* _Input data_
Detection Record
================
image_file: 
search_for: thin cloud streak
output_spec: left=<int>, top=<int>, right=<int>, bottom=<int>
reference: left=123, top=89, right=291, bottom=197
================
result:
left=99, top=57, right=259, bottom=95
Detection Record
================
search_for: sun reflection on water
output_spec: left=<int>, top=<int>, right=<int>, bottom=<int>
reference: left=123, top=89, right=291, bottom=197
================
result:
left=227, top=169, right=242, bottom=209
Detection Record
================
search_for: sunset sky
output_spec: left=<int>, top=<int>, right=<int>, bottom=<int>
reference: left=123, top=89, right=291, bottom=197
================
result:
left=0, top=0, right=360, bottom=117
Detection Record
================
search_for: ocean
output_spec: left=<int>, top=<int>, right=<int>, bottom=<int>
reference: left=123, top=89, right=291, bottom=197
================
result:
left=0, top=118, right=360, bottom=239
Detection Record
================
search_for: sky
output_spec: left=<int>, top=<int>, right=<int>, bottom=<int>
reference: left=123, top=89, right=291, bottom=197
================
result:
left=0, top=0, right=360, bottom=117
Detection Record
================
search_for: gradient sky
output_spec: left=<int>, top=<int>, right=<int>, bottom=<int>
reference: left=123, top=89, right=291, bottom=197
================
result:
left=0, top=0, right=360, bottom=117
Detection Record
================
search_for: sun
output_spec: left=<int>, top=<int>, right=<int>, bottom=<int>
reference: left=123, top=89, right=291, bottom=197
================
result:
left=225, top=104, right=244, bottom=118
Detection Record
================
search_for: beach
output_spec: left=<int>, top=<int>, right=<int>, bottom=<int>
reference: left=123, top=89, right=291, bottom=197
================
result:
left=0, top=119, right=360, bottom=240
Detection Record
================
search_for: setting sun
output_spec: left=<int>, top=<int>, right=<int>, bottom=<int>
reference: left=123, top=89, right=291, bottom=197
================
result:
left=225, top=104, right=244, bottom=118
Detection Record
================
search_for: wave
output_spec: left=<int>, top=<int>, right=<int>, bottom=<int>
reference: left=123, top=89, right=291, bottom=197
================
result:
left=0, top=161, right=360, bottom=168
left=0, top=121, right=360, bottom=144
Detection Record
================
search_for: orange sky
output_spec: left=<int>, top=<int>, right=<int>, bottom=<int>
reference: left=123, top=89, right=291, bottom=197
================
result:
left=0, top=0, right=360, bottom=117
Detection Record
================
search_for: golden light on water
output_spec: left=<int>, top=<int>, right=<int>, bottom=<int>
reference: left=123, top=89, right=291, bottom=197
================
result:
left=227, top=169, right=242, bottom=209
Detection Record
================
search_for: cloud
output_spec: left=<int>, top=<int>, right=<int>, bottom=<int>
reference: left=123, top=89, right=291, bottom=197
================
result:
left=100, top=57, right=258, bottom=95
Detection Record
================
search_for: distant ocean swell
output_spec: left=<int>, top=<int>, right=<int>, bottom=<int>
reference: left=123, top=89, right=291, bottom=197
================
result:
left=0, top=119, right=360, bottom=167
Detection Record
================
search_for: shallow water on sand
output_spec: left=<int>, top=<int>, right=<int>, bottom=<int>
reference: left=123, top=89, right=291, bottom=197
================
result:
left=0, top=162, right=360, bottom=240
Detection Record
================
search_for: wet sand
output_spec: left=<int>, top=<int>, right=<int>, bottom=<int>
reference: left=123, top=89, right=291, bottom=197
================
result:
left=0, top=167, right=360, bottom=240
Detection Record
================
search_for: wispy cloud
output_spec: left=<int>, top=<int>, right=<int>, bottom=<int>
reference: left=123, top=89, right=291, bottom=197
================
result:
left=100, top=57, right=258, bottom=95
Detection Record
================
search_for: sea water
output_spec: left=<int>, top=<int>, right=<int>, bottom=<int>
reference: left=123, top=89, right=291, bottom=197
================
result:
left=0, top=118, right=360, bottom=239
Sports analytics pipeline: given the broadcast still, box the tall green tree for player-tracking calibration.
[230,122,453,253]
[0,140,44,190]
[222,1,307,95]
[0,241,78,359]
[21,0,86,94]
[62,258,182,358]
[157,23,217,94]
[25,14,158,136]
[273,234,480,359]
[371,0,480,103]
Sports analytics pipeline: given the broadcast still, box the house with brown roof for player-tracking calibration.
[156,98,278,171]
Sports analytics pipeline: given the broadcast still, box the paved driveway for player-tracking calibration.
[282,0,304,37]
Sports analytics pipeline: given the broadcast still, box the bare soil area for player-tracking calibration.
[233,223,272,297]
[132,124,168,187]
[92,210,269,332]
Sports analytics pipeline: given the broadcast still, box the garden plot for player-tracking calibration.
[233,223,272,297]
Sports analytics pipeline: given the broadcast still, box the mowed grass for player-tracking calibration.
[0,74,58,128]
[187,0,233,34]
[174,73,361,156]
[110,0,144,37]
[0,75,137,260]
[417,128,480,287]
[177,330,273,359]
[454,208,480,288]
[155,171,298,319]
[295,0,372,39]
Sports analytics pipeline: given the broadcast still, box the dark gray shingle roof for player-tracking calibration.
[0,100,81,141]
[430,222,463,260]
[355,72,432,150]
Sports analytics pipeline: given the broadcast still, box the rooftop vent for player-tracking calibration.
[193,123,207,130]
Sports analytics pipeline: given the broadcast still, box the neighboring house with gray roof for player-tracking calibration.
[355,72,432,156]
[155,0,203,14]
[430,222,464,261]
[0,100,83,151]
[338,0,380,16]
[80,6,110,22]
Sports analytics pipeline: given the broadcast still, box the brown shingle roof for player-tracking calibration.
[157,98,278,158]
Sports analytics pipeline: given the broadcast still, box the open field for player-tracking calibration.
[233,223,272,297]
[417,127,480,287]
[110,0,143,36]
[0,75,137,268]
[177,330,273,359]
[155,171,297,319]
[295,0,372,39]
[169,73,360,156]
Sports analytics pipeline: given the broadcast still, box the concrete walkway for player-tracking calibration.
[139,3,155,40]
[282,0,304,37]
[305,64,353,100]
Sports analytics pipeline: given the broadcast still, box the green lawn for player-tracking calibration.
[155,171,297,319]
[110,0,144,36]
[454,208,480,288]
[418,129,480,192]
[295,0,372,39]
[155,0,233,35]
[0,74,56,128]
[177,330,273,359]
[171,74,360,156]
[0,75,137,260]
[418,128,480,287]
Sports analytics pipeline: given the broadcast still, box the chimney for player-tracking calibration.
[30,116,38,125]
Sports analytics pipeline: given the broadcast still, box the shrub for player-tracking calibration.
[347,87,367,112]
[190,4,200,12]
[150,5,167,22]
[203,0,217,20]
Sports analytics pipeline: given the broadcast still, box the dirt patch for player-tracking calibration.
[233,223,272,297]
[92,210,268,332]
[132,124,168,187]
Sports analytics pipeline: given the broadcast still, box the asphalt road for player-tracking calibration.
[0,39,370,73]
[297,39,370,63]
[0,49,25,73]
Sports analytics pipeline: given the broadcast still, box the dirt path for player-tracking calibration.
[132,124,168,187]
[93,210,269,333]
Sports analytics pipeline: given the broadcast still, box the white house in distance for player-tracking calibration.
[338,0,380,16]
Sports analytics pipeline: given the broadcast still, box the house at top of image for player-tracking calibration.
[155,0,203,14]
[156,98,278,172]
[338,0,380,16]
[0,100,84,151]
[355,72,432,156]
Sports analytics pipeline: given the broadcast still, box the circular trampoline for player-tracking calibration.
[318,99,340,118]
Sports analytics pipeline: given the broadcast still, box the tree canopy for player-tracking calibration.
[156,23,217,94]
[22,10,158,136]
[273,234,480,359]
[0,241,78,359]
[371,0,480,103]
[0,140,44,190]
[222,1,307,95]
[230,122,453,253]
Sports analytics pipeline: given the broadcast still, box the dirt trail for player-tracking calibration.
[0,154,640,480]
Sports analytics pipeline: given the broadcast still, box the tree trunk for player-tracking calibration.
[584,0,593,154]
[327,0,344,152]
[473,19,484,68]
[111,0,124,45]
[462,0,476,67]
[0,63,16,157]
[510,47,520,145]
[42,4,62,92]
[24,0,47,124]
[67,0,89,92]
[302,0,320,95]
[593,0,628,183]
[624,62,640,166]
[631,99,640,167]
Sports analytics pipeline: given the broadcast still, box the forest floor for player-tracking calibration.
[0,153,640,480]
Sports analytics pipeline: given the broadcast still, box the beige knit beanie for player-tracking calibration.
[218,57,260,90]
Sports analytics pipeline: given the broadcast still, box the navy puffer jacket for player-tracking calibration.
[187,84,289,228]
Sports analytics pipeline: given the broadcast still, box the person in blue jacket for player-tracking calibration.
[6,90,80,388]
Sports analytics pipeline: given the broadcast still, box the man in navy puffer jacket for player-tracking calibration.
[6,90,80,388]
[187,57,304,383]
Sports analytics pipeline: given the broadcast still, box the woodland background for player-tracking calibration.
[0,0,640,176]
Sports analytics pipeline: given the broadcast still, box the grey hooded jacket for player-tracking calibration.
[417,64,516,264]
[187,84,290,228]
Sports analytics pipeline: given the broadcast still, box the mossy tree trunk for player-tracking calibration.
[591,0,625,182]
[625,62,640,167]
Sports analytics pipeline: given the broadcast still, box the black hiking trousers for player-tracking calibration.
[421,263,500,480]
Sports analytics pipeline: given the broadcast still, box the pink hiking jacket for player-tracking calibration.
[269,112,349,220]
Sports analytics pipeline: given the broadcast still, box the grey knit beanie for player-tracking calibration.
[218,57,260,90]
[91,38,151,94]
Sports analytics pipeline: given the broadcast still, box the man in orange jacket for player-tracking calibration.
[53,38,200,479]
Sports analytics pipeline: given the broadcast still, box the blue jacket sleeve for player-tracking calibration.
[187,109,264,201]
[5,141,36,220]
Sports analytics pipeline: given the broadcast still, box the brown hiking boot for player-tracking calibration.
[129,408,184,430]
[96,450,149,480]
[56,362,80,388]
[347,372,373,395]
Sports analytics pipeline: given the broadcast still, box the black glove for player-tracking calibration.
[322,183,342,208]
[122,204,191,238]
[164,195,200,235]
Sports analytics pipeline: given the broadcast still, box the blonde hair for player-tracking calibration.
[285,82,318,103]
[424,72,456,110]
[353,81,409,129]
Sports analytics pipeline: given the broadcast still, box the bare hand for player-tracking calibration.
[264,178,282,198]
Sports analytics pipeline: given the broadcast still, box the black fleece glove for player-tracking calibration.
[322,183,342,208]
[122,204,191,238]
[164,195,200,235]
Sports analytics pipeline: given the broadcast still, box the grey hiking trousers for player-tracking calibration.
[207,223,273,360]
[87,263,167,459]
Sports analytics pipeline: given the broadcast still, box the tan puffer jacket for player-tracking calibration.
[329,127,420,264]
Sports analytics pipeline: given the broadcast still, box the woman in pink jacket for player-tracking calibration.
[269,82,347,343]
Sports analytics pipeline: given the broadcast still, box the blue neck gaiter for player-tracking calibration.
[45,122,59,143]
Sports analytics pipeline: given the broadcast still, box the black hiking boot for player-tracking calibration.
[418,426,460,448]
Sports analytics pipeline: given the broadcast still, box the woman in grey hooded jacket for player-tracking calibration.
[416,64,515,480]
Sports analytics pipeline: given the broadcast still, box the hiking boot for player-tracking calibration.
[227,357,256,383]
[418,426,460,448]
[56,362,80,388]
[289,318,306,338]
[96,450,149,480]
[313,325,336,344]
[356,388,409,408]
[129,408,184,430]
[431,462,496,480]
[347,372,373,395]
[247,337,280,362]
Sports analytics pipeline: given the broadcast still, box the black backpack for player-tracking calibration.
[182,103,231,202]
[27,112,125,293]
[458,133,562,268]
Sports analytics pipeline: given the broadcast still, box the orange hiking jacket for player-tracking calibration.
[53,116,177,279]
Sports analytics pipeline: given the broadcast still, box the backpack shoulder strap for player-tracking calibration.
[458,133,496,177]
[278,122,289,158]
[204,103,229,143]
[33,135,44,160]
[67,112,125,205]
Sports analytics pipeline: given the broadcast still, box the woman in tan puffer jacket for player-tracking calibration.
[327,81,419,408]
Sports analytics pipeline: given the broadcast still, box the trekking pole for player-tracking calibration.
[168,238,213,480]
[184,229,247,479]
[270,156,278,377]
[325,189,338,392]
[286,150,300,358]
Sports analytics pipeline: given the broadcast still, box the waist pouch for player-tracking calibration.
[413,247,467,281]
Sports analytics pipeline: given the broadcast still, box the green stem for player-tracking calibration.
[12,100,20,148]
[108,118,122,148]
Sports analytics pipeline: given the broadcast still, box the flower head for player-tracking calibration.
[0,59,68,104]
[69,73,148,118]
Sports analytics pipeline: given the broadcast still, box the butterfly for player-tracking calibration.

* _Brief_
Copy the portion of the material above that begins with the line containing "blue jacket for player-tracking calibration." and ends with the line containing "[269,112,349,220]", both lines included, reproducing each line without any change.

* _Response to the exercise_
Sports analytics pipeline: given the broadcast still, box the person in blue jacket for player-tracking calibration.
[6,90,80,388]
Sports analytics pipeline: given the broadcast still, box the man in navy puffer jacket for player-tracking calibration.
[6,90,80,388]
[187,57,304,383]
Sports analytics pipeline: given the broadcast still, box the woodland background for player-tracking calibration.
[0,0,640,176]
Sports analytics pipeline: given the broadcast still, box the grey hooded jacket for player-tracking calibration.
[417,64,516,264]
[187,84,290,228]
Sports analytics pipeline: given the broadcast still, box the mossy tree trunk for player-tracking calibration.
[591,0,625,182]
[625,62,640,167]
Sports analytics pipeline: given the broadcast still, box the black hiking trousers for player-tracking calibration.
[421,263,500,480]
Sports analytics pipeline: given the broadcast still, box the pink hiking jacket for player-tracking calibration.
[269,112,349,220]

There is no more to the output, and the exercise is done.